■ Directions for this task
Arrange every line of the records below as a JSON list of strings, one string per line, leaving out blank lines and the pictures.
>>>>>
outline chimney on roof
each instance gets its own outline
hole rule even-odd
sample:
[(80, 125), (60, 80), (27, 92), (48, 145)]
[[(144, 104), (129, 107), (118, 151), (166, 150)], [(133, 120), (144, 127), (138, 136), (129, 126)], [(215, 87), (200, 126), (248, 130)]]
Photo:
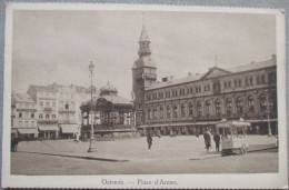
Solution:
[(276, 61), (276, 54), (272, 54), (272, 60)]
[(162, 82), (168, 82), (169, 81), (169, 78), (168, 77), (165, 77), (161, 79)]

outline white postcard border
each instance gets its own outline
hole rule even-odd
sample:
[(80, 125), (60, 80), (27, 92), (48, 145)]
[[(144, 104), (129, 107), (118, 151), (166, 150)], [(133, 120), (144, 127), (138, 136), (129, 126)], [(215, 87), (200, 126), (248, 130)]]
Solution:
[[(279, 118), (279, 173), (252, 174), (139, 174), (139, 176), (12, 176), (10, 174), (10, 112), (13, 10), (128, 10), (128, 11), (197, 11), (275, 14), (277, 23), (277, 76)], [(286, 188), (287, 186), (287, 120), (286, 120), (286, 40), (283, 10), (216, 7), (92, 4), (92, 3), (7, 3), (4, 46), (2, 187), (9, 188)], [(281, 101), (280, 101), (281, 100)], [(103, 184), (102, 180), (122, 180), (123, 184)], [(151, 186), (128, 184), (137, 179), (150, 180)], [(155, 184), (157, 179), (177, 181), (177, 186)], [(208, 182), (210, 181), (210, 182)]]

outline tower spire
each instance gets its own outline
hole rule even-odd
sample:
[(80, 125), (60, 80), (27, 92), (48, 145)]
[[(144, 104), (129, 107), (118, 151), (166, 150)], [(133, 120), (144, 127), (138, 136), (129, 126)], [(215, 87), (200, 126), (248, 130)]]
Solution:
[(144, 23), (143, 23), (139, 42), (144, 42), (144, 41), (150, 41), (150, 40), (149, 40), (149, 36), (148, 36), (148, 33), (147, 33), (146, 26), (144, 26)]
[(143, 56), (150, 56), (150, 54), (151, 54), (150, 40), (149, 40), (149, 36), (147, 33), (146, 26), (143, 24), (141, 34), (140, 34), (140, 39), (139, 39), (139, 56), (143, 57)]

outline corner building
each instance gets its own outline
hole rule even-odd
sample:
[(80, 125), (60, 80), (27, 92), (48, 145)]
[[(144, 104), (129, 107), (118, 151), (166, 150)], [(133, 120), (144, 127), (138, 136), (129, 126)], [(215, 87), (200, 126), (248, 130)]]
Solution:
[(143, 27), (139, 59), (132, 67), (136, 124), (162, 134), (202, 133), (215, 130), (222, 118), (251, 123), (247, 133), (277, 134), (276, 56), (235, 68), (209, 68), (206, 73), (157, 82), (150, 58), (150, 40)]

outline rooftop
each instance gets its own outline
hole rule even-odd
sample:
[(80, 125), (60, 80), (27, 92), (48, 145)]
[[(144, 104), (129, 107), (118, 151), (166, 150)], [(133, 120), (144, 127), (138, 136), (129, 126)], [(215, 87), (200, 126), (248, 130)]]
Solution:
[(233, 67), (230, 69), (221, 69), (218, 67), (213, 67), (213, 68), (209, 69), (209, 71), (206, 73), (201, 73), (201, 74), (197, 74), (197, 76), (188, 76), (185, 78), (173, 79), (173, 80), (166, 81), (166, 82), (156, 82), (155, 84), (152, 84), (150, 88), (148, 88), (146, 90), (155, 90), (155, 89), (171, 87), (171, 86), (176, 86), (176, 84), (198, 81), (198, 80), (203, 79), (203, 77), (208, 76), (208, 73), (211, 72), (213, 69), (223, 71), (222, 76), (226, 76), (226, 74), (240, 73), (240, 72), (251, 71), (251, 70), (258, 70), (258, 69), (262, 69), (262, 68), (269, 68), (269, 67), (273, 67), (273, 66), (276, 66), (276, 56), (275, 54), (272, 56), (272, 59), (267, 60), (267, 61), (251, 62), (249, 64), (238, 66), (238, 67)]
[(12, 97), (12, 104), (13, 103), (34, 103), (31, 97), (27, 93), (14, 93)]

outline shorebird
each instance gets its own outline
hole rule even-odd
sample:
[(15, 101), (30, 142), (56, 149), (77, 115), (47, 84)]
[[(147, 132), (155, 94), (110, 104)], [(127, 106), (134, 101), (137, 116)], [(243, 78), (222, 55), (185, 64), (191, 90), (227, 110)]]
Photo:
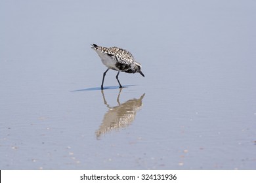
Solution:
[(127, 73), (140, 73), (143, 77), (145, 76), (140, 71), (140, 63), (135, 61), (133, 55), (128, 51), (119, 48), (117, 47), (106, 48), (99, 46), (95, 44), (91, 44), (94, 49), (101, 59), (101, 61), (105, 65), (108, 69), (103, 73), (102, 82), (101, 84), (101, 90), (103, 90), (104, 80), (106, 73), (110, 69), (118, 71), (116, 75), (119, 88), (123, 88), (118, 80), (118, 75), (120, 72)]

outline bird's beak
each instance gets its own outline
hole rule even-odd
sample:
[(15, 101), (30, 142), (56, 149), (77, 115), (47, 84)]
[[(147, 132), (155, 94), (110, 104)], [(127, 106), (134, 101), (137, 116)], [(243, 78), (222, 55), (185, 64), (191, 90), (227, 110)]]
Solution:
<<<<<
■ Solution
[
  "outline chimney on roof",
  "each instance gets its own outline",
  "hole rule even-odd",
  "sample:",
  "[(80, 125), (60, 80), (27, 92), (48, 145)]",
  "[[(144, 104), (129, 107), (118, 151), (166, 150)], [(133, 120), (144, 127), (138, 136), (129, 126)], [(215, 87), (200, 126), (248, 130)]]",
  "Photo:",
  "Solution:",
  "[(276, 61), (276, 54), (272, 54), (272, 60)]",
  "[(162, 82), (168, 82), (169, 81), (169, 78), (168, 77), (165, 77), (161, 79)]",
  "outline white postcard border",
  "each instance gets its own outline",
  "hole rule even-odd",
  "sample:",
  "[(80, 125), (60, 80), (27, 92), (48, 145)]",
  "[[(144, 104), (129, 107), (118, 151), (166, 150)], [(133, 120), (144, 127), (138, 136), (129, 126)], [(215, 87), (200, 126), (248, 130)]]",
  "Solution:",
  "[[(279, 118), (279, 173), (252, 174), (139, 174), (139, 176), (12, 176), (10, 174), (10, 112), (13, 10), (128, 10), (128, 11), (197, 11), (275, 14), (277, 23), (277, 76)], [(286, 188), (287, 186), (287, 120), (286, 120), (286, 40), (283, 10), (216, 7), (92, 4), (92, 3), (7, 3), (4, 46), (2, 187), (9, 188)], [(281, 101), (280, 101), (281, 100)], [(103, 184), (102, 180), (122, 180), (123, 184)], [(151, 186), (128, 184), (137, 179), (150, 180)], [(155, 184), (157, 179), (177, 181), (177, 186)], [(208, 182), (210, 181), (210, 182)]]",
  "outline tower spire",
  "each instance gets its own outline",
  "hole rule even-odd",
  "sample:",
  "[(80, 125), (60, 80), (27, 92), (48, 145)]",
  "[[(144, 104), (129, 107), (118, 151), (166, 150)], [(133, 120), (144, 127), (138, 136), (129, 126)], [(215, 87), (200, 126), (248, 130)]]",
  "Solution:",
  "[(144, 23), (143, 23), (139, 42), (144, 42), (144, 41), (150, 41), (150, 40), (149, 40), (149, 36), (148, 36), (148, 33), (147, 33), (146, 26), (144, 26)]",
  "[(143, 56), (150, 56), (150, 54), (151, 54), (150, 40), (149, 40), (149, 36), (147, 33), (146, 26), (143, 24), (141, 34), (140, 34), (140, 39), (139, 39), (139, 56), (143, 57)]",
  "outline corner building",
  "each instance gets its own outline",
  "hole rule even-odd",
  "sample:",
  "[(80, 125), (60, 80), (27, 92), (48, 145)]",
  "[[(144, 104), (129, 107), (118, 151), (166, 150)], [(133, 120), (144, 127), (138, 136), (129, 126)], [(215, 87), (200, 126), (248, 130)]]",
  "Solution:",
  "[(143, 27), (139, 59), (132, 67), (136, 124), (162, 134), (202, 133), (215, 130), (222, 118), (251, 123), (247, 133), (277, 134), (276, 56), (235, 68), (209, 68), (206, 73), (157, 82), (150, 58), (150, 40)]",
  "outline rooftop",
  "each instance gets its own outline",
  "hole rule even-odd",
  "sample:",
  "[(80, 125), (60, 80), (27, 92), (48, 145)]",
  "[[(144, 104), (129, 107), (118, 151), (166, 150)], [(133, 120), (144, 127), (138, 136), (129, 126)], [(215, 87), (200, 126), (248, 130)]]",
  "Solution:",
  "[(233, 67), (230, 69), (221, 69), (218, 67), (213, 67), (213, 68), (209, 69), (209, 71), (206, 73), (201, 73), (201, 74), (197, 74), (197, 76), (188, 76), (185, 78), (173, 79), (173, 80), (166, 81), (166, 82), (156, 82), (155, 84), (152, 84), (150, 88), (148, 88), (146, 90), (155, 90), (155, 89), (171, 87), (171, 86), (176, 86), (176, 84), (198, 81), (198, 80), (203, 79), (203, 77), (208, 76), (208, 73), (211, 72), (213, 69), (223, 71), (222, 76), (226, 76), (226, 74), (240, 73), (240, 72), (251, 71), (251, 70), (258, 70), (258, 69), (262, 69), (262, 68), (269, 68), (269, 67), (273, 67), (273, 66), (276, 66), (276, 56), (275, 54), (272, 56), (272, 59), (267, 60), (267, 61), (251, 62), (249, 64), (238, 66), (238, 67)]",
  "[(12, 97), (12, 104), (13, 103), (34, 103), (31, 97), (27, 93), (14, 93)]",
  "outline shorebird",
  "each instance gets its own outline",
  "hole rule even-odd",
  "sample:",
  "[(15, 101), (30, 142), (56, 149), (77, 115), (47, 84)]",
  "[[(147, 132), (155, 94), (110, 104)], [(127, 106), (134, 101), (137, 116)], [(243, 78), (222, 55), (185, 64), (191, 90), (227, 110)]]",
  "Photo:",
  "Solution:",
  "[(127, 73), (140, 73), (143, 77), (145, 76), (140, 71), (140, 63), (135, 61), (133, 55), (128, 51), (119, 48), (117, 47), (106, 48), (99, 46), (95, 44), (91, 44), (94, 49), (101, 59), (101, 61), (105, 65), (108, 69), (103, 73), (102, 82), (101, 84), (101, 90), (103, 90), (104, 80), (106, 73), (110, 69), (118, 71), (116, 75), (119, 88), (123, 88), (118, 80), (118, 75), (120, 72)]",
  "outline bird's beak",
  "each instance gets its own outline",
  "hole rule even-odd",
  "sample:",
  "[(15, 101), (30, 142), (56, 149), (77, 115), (47, 84)]",
  "[[(147, 132), (155, 94), (110, 104)], [(127, 106), (134, 101), (137, 116)], [(243, 78), (222, 55), (185, 64), (191, 90), (227, 110)]]",
  "Solution:"
]